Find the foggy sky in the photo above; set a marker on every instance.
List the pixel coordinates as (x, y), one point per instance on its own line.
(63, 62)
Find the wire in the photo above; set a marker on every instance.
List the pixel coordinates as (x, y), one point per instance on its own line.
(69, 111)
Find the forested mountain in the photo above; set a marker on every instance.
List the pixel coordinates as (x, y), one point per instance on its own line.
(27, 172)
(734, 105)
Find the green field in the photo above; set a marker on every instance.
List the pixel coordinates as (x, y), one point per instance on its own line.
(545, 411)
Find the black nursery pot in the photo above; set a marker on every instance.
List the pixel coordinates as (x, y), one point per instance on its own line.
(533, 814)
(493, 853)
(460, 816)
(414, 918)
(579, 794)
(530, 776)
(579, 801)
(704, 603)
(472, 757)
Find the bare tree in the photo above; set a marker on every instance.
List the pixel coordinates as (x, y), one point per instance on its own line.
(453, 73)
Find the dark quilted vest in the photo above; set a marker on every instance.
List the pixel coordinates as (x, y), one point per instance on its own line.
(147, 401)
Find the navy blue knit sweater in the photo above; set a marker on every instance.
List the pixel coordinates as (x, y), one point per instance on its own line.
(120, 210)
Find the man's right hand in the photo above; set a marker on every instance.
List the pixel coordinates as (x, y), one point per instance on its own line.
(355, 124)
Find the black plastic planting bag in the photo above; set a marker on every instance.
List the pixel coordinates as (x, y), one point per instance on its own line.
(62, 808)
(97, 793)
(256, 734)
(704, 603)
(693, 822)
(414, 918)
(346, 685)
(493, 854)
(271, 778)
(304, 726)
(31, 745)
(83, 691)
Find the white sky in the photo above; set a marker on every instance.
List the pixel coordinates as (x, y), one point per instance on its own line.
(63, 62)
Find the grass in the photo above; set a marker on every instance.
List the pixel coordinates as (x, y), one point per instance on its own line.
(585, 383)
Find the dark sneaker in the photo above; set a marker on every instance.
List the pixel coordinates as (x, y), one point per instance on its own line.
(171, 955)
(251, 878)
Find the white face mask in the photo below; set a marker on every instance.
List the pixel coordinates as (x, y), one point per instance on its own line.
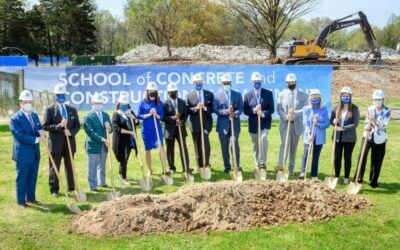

• **Given problem**:
Locate each line in the records above that contains the word "white" and copy those lines out in full. Only exact case matches count.

• **Correct response**:
Find the white sky in the photo above; set a marker on every instance.
Find the white face mask in the photo below; set a marker on every instance.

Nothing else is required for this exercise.